## WHAT YOU WILL DO:
List each different proper name that appears in the discussion of whether "exist(s)" is univocal.

## EXCERPTED PASSAGE:
** BEGIN **
I wondered about that, Ed; but the argument under consideration in the opening paragraph doesn't claim that 'is' is univocal; only that number-words and 'exists' are. Or maybe I don't get your point.

Andrew,

The issue is whether 'exist(s)' is univocal across general and singular existentials. In other words, does it have exactly the same sense across the two types of existential? Do you agree that this is the question on the table?

I don't deny that 'Bill is a philosopher', for example, is equivalent to 'There is some philosopher to which Bill is identical'.

It seems obvious to me that in 'Cats exist' and 'Max exists' 'exist(s)' is not being used in the same sense. In the first it means that the concept CAT has one or more instances, while in the second it does NOT mean that the concept Max has one or more instances -- for the simple reason that Max is not a concept.

To preserve univocity you have to bring in an haecceity concept -- Maxity, identity-with-Max -- if you don't you are stuck with an equivocation of 'exist(s).'


Cats exist iff something is feline. And Max exists iff something is Max. In 'Something is feline' and 'Something is Max' is 'is' being used in the same sense? Obviously not. Ergo, etc.

>>I want to talk about the real world with its cats and such, but you always want to talk about purely fictional items such as Frodo.<<
The reason is to demonstrate that (a) the semantics of fictional sentences are the same as the semantics of sentences ‘about’ the real world but (b) the semantics of the fictional sentence cannot have an ontological counterpart, because there is absolutely nothing in reality corresponding. How else would you show this?

>> What I was expecting to hear from you was a story about how an existing thing such as Max the cat could have an haecceity that is a mere ens rationis.
If Max ‘has’ it, then it cannot be a real being. ‘Being of reason’ typically means something appropriate to our way of thinking or talking or mode of expression, which has no counterpart in reality. The best way of showing this is to use fictional discourse, as above.

What I hoped I had compellingly demonstrated was that there is something corresponding to haecceity predication in fictional discourse, thereby proving that nothing real could correspond to it. Clearly not.

>> In 'Something is feline' and 'Something is Max' is 'is' being used in the same sense? Obviously not. Ergo, etc.<<

Is it obvious, once we adjust for the different grammatical categories ('feline' is adjective, 'Max' is proper name)?

If we can say there are such things as cats, can’t we say there is such a thing as Max? Apart from the singular and plural form, isn’t the word is/are being used in precisely the same sense?
** END **
[Location annotation dataset excerpts]
** BEGIN **
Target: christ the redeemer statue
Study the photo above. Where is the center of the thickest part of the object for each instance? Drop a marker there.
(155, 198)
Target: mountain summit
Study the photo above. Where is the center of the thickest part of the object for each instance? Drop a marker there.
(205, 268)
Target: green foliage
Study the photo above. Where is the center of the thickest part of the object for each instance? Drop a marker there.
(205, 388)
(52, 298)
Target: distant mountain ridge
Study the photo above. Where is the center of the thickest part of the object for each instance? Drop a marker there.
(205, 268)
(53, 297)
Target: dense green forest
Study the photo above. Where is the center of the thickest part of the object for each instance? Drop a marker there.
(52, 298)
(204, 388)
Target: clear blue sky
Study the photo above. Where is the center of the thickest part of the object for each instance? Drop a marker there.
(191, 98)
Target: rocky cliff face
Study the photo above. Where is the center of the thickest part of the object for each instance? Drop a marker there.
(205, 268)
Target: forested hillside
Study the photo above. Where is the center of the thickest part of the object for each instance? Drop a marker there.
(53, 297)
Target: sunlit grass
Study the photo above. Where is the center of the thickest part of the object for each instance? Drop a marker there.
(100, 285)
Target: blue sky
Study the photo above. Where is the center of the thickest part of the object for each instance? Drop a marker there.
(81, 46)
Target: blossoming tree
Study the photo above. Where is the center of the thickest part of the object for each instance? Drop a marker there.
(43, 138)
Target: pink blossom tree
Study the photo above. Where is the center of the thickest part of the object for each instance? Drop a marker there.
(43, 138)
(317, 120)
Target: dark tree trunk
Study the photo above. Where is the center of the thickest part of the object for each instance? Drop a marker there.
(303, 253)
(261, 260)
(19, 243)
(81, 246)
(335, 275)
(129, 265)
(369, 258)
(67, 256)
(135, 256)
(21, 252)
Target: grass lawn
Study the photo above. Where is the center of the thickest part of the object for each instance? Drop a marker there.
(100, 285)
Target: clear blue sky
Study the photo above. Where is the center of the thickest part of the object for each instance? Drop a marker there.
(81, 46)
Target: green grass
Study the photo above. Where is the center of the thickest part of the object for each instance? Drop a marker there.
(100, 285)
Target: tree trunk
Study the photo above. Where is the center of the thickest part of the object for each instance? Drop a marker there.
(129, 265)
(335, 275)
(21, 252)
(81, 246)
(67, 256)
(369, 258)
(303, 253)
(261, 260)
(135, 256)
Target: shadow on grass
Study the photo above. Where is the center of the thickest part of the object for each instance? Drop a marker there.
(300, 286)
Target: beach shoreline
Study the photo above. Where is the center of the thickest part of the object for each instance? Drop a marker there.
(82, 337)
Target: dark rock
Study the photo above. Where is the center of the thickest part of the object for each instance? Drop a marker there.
** END **
## EXERCISE OUTPUT:
Ed, Andrew, Bill, Max, Frodo